=== Begin Enclosure ===

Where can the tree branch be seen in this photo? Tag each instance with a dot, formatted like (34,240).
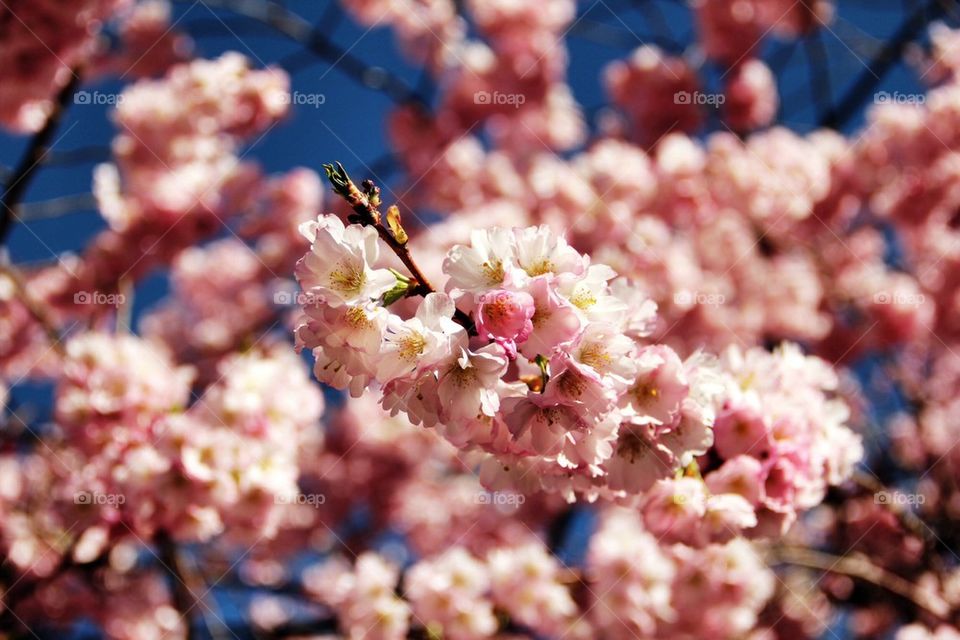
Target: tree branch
(857,566)
(888,56)
(21,176)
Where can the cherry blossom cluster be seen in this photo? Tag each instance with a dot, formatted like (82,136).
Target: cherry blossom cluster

=== End Enclosure ===

Action item:
What this exercise asks for is every line of the data above with the word "cluster".

Exercise response:
Where can the cherry blossom cluster be seen in this photo? Tag each instance with a dot, formatted like (82,136).
Target: cherry blossom cluster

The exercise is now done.